(Work request)
Look through the material below and copy exactly the lines from the line with "-- a row prints like pixel 253 87" to the line with "-- a row prints like pixel 540 194", those two lines included.

(Data)
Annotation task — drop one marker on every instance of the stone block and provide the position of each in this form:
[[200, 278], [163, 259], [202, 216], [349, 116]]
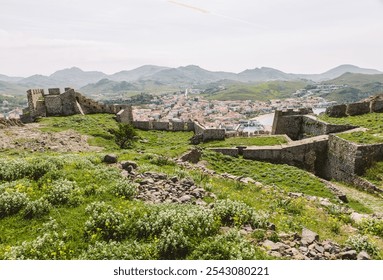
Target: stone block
[[358, 108], [337, 111]]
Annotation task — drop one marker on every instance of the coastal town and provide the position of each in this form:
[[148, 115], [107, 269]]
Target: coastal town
[[248, 116]]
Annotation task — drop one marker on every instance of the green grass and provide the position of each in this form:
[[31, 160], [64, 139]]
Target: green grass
[[96, 126], [283, 176], [247, 141], [261, 92], [373, 122], [74, 237]]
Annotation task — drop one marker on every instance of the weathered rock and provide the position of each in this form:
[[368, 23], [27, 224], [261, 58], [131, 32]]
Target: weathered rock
[[185, 198], [356, 217], [308, 236], [192, 156], [110, 158], [363, 255], [128, 163], [348, 255]]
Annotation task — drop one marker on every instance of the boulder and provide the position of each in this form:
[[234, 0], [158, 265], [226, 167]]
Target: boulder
[[348, 255], [363, 255], [128, 164], [110, 158], [308, 237]]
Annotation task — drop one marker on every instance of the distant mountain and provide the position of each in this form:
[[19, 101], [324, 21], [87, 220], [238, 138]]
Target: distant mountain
[[264, 74], [76, 77], [158, 78], [108, 86], [359, 86], [139, 73], [5, 78], [338, 71]]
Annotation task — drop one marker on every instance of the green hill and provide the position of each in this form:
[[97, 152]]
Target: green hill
[[260, 91]]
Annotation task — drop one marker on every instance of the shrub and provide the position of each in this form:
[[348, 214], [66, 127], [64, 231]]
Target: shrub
[[37, 208], [371, 226], [236, 213], [362, 243], [105, 222], [128, 250], [48, 246], [124, 135], [230, 246], [64, 192], [193, 221], [11, 202], [173, 244], [125, 189]]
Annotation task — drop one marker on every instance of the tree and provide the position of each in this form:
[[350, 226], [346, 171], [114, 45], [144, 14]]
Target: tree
[[124, 135]]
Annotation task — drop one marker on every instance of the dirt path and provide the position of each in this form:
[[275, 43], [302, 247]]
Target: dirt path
[[30, 137]]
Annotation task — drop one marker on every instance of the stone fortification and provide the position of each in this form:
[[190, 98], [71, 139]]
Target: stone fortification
[[371, 105], [70, 102], [326, 155], [299, 124]]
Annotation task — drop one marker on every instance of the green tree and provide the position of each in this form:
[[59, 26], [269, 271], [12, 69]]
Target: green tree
[[124, 135]]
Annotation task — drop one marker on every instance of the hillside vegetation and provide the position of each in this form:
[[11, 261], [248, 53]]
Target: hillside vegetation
[[75, 206], [262, 91], [373, 122]]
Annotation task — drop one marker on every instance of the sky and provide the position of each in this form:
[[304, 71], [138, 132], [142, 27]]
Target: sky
[[294, 36]]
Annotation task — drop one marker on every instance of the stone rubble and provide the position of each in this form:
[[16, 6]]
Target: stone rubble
[[307, 246]]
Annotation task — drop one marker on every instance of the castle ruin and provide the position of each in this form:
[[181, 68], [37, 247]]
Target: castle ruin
[[70, 102]]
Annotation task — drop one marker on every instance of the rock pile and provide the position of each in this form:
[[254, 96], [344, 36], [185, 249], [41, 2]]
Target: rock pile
[[159, 188], [308, 247]]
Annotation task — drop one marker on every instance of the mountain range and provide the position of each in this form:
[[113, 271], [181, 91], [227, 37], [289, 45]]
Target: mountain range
[[151, 76]]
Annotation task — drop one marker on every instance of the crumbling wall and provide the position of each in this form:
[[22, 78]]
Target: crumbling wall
[[358, 108], [161, 126], [53, 105]]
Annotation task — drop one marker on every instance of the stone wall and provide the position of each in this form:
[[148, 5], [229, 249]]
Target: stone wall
[[358, 108], [68, 103], [370, 105], [300, 126], [53, 104], [160, 126]]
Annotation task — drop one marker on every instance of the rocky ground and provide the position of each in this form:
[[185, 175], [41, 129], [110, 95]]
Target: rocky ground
[[160, 188], [30, 137]]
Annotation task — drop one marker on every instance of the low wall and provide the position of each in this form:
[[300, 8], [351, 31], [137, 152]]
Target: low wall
[[371, 105], [302, 126]]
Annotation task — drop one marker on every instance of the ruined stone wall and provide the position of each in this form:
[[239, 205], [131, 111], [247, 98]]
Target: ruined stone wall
[[182, 126], [213, 134], [226, 151], [308, 155], [302, 126], [53, 105], [371, 105], [358, 108], [161, 126]]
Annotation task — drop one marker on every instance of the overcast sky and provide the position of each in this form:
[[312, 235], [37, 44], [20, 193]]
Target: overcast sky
[[296, 36]]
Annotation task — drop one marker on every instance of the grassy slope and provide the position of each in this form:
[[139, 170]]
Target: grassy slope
[[373, 122], [262, 91], [95, 183]]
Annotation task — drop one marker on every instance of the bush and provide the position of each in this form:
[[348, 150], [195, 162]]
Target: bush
[[362, 243], [37, 208], [105, 222], [193, 221], [236, 213], [48, 246], [128, 250], [125, 189], [64, 192], [124, 135], [230, 246], [371, 226], [11, 202]]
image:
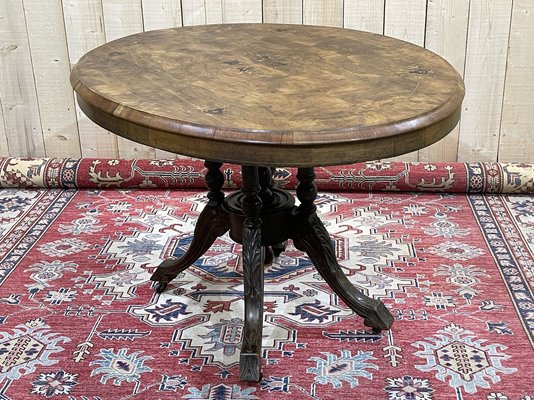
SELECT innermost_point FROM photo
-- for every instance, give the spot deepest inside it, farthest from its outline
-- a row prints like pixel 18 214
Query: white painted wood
pixel 194 12
pixel 405 19
pixel 517 126
pixel 4 148
pixel 48 44
pixel 364 15
pixel 123 18
pixel 22 124
pixel 282 11
pixel 487 46
pixel 241 11
pixel 159 14
pixel 84 27
pixel 446 34
pixel 323 12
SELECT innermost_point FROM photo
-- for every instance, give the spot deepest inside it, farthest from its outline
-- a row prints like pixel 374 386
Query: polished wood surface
pixel 262 94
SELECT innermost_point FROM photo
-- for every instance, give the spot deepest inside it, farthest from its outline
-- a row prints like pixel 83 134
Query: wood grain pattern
pixel 84 28
pixel 364 15
pixel 194 12
pixel 241 11
pixel 22 122
pixel 4 147
pixel 125 17
pixel 323 12
pixel 56 105
pixel 336 95
pixel 446 35
pixel 405 19
pixel 485 71
pixel 159 14
pixel 516 142
pixel 282 11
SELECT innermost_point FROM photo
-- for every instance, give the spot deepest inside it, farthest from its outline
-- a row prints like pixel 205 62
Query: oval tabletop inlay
pixel 264 94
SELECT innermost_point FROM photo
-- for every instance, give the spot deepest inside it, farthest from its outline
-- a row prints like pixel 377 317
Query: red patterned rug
pixel 80 320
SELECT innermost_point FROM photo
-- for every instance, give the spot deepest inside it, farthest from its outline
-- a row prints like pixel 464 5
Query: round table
pixel 266 95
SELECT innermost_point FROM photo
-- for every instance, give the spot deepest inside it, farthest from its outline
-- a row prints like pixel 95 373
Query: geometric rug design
pixel 448 248
pixel 80 320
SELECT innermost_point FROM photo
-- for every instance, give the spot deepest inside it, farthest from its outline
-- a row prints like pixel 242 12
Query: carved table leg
pixel 212 222
pixel 250 359
pixel 311 236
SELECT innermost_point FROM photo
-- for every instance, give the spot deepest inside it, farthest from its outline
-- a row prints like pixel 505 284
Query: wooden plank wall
pixel 490 42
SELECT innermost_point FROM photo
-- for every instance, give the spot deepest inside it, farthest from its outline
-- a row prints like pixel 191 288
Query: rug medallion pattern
pixel 80 320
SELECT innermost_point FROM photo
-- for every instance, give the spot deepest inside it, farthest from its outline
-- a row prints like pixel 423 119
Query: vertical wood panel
pixel 282 11
pixel 364 15
pixel 517 126
pixel 84 26
pixel 34 93
pixel 405 19
pixel 193 12
pixel 489 26
pixel 159 14
pixel 122 18
pixel 446 34
pixel 22 124
pixel 323 12
pixel 46 34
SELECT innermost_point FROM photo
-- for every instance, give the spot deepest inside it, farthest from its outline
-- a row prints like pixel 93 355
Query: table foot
pixel 279 248
pixel 212 222
pixel 313 238
pixel 268 256
pixel 253 257
pixel 250 367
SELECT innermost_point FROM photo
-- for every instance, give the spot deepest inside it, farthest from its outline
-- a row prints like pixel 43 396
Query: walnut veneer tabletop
pixel 266 94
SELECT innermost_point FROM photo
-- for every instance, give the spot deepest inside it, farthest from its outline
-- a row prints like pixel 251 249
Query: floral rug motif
pixel 79 318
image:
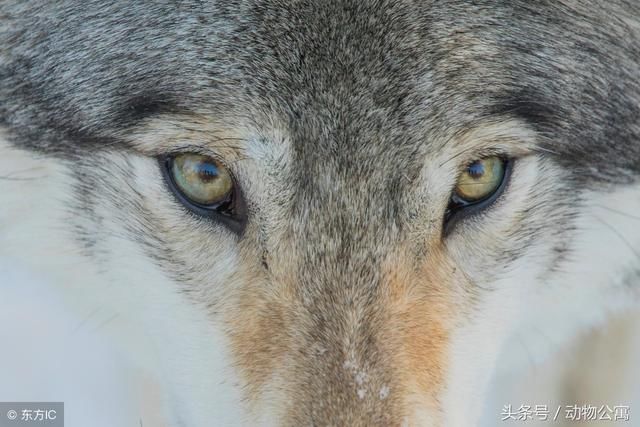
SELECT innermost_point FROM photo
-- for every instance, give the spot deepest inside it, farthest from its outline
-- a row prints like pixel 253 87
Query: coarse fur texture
pixel 346 300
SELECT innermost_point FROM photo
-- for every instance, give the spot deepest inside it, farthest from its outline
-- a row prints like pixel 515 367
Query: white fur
pixel 162 332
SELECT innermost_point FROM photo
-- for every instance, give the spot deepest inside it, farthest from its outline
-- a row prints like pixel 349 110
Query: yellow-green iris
pixel 480 179
pixel 202 179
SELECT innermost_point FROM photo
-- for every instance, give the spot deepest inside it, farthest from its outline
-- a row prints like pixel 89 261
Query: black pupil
pixel 207 171
pixel 476 169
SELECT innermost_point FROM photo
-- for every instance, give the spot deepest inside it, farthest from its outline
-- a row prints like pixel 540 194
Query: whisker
pixel 620 235
pixel 619 212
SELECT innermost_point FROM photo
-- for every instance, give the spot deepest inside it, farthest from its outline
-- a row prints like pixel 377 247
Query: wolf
pixel 331 212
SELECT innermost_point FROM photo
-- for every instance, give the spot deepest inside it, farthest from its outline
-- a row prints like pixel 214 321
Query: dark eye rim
pixel 232 213
pixel 459 209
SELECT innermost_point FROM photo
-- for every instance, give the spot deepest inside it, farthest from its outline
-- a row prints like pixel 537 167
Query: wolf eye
pixel 205 186
pixel 480 180
pixel 479 184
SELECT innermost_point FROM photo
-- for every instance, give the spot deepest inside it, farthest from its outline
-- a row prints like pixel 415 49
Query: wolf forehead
pixel 337 73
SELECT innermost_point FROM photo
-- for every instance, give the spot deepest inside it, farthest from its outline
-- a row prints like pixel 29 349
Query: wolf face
pixel 340 281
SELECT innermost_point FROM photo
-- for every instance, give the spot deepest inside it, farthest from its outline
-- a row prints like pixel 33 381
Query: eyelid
pixel 452 218
pixel 235 222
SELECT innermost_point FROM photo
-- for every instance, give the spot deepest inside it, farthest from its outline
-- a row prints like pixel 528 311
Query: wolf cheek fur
pixel 346 125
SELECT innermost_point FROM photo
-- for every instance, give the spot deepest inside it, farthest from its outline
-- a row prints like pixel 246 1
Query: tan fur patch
pixel 419 319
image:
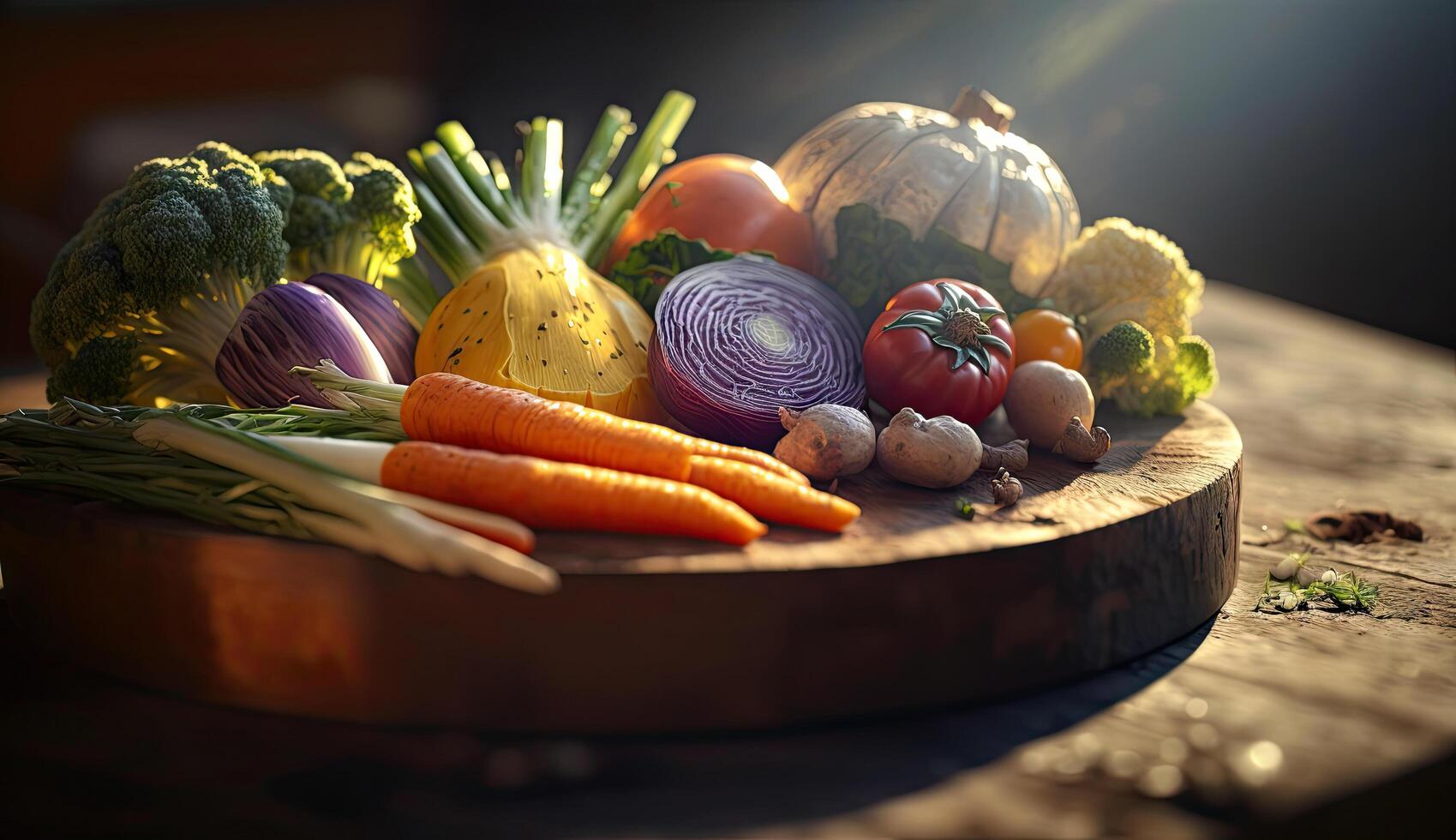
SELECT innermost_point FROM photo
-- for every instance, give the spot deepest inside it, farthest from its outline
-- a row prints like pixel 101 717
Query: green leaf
pixel 996 342
pixel 932 322
pixel 650 265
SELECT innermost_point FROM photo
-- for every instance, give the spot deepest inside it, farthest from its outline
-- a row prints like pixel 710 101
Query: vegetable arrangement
pixel 527 309
pixel 896 260
pixel 705 210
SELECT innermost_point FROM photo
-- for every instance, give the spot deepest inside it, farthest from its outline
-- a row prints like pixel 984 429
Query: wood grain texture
pixel 1357 705
pixel 1105 562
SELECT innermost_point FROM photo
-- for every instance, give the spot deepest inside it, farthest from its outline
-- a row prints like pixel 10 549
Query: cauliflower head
pixel 1117 271
pixel 1136 296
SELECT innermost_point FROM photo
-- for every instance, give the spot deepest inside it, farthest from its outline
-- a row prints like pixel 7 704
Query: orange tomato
pixel 1045 333
pixel 734 202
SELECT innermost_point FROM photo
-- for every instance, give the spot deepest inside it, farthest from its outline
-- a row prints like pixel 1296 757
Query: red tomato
pixel 734 202
pixel 908 366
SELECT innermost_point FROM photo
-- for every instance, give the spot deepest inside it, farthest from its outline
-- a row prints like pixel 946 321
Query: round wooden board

(Your solution)
-- a row prints like pixel 253 87
Query: coarse fur texture
pixel 346 300
SELECT innermost_point FROM photo
-- for every instance, give the spot deepest inside it, farthest from its outline
-- a row prints like pixel 515 367
Query: white fur
pixel 162 332
SELECT innermost_point FROM photo
-- for every instance, give the spot deepest inside it, farthest from its outline
-- a row prints like pixel 349 110
Query: yellow-green iris
pixel 480 179
pixel 202 179
SELECT innermost_point FROM photo
-- for every instance, give the spot deepest inside it, farthest from its outline
-- a row prints like pixel 89 261
Query: black pupil
pixel 207 171
pixel 476 169
SELECT innermost_point FROM photo
-- for every instance, give the spot deepest inside it, farthest from its outline
-- a row prints like pixel 540 194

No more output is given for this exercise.